Fica bem evidente a nítida intensão do diretor em abordar a questão da doença mental é outra temática central, com Ellen sendo vista como "louca" ou "deprimida", mas Eggers e Depp transformam esse estigma em algo muito mais profundo. O corpo de Ellen, contorcido e invadido pela presença de Orlok, torna-se o campo de batalha onde se travam batalhas internas que ninguém mais entende. Eggers traz à tona uma reflexão sobre como a sociedade lida com o sofrimento das mulheres, especialmente quando esse sofrimento é invisível, e o faz de maneira tanto arrebatadora quanto perturbadora. A ideia de ser ignorado e diagnosticado erroneamente ressoa de maneira forte, fazendo o filme não apenas assustador, mas emocionalmente devastador.
 Um dos pontos fortes do longa é sua trilha sonora que ecoa o som do próprio mal, a repetição do suspiro e gemido de Orlok, e a alternância entre a realidade e o pesadelo transporta o espectador para um estado onírico. A narrativa visual, ao mesmo tempo, desconcertante e fascinante, parece flutuar entre o real e o imaginário, com Eggers utilizando sua câmera como um instrumento para nos puxar para o mais profundo abismo psicológico.

O filme também é um estudo de como os filmes de terror evoluíram, com Eggers não apenas rendendo homenagem ao Nosferatu original, mas também incorporando elementos do filme de Coppola de 1992, criando uma narrativa de amor obsessivo e perseguição. Isso torna Nosferatu não apenas uma reinterpretação, mas uma fusão de influências que ressoam no contexto contemporâneo, abordando questões de poder, desejo e controle.
 Em um ano de grandes lançamentos no gênero de terror, Nosferatu se destaca como um ótimo filme para quem gosta do gênero. Não é apenas um filme de vampiro, mas uma obra de arte profundamente inquietante, que combina o grotesco com o psicológico e o filosófico. 
 O longa entra em cartaz nos cinemas nacionais no dia 2 de janeiro, para quem curti filmes de terror com ótimas histórias é um prato cheio.

□ □ □

**REQUISITOS DO EXERCÍCIO:**
A - Reproduza, da crítica sobre Nosferatu, a parte que começa com as palavras "O filme também" e termina com "e o filosófico.".
B - Responda com base na crítica sobre Nosferatu:
(i) Em que data o longa entra em cartaz nos cinemas nacionais?
(ii) De que ano é o filme de Coppola cujos elementos Eggers incorpora?
(iii) Como Ellen é vista, segundo a crítica?

□ □ □

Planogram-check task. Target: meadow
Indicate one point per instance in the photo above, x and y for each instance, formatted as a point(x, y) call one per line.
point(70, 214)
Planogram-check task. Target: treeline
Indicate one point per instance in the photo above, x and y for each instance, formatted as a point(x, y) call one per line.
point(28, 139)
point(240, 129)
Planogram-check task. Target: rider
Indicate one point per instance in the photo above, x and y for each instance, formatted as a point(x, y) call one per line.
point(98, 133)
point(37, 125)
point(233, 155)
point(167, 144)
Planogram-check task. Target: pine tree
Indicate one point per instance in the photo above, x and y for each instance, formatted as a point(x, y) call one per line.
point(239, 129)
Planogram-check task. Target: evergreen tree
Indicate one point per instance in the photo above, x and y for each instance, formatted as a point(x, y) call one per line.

□ □ □

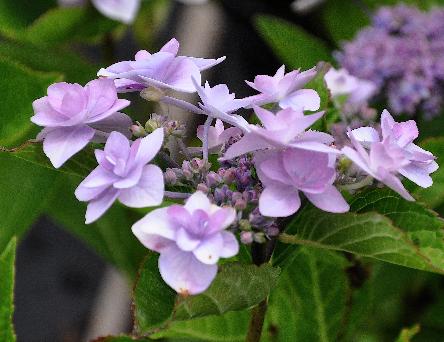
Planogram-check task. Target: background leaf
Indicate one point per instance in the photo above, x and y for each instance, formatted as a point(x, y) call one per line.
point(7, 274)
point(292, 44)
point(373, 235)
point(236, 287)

□ □ □

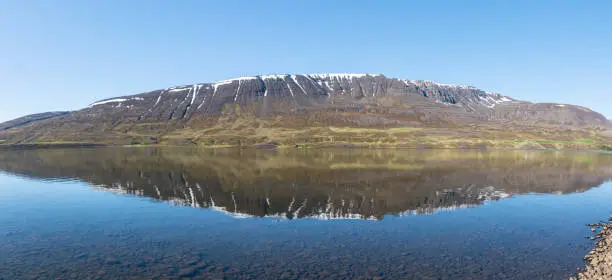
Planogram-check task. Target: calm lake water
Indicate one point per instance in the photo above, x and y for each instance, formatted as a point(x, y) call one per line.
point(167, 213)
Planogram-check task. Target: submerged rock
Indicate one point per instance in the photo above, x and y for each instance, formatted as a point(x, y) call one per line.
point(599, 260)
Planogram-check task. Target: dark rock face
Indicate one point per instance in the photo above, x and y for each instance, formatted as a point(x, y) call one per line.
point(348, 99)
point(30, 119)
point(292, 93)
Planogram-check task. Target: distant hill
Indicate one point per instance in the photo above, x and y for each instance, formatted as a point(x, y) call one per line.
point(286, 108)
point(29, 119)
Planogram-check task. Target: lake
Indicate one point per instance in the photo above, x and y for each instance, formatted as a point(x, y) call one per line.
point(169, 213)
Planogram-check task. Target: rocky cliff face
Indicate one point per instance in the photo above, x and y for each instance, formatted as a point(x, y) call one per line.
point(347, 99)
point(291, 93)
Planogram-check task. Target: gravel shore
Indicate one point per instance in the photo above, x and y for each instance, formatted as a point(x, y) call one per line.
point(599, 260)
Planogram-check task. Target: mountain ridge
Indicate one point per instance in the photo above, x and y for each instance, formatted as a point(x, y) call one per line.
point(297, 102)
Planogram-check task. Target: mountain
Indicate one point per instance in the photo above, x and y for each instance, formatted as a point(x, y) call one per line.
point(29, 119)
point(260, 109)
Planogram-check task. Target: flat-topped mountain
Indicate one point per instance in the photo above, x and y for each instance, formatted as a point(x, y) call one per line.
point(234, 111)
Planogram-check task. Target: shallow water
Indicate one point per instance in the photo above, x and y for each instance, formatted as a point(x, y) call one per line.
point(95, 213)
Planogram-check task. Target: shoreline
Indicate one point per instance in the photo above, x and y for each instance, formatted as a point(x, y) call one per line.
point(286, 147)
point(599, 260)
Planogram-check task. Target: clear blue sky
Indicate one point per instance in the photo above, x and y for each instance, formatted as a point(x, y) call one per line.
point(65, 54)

□ □ □

**RESPOSTAS ESCRITAS:**
A -
O filme também é um estudo de como os filmes de terror evoluíram, com Eggers não apenas rendendo homenagem ao Nosferatu original, mas também incorporando elementos do filme de Coppola de 1992, criando uma narrativa de amor obsessivo e perseguição. Isso torna Nosferatu não apenas uma reinterpretação, mas uma fusão de influências que ressoam no contexto contemporâneo, abordando questões de poder, desejo e controle.
 Em um ano de grandes lançamentos no gênero de terror, Nosferatu se destaca como um ótimo filme para quem gosta do gênero. Não é apenas um filme de vampiro, mas uma obra de arte profundamente inquietante, que combina o grotesco com o psicológico e o filosófico.

B -
(i) No dia 2 de janeiro.
(ii) De 1992.
(iii) Como "louca" ou "deprimida".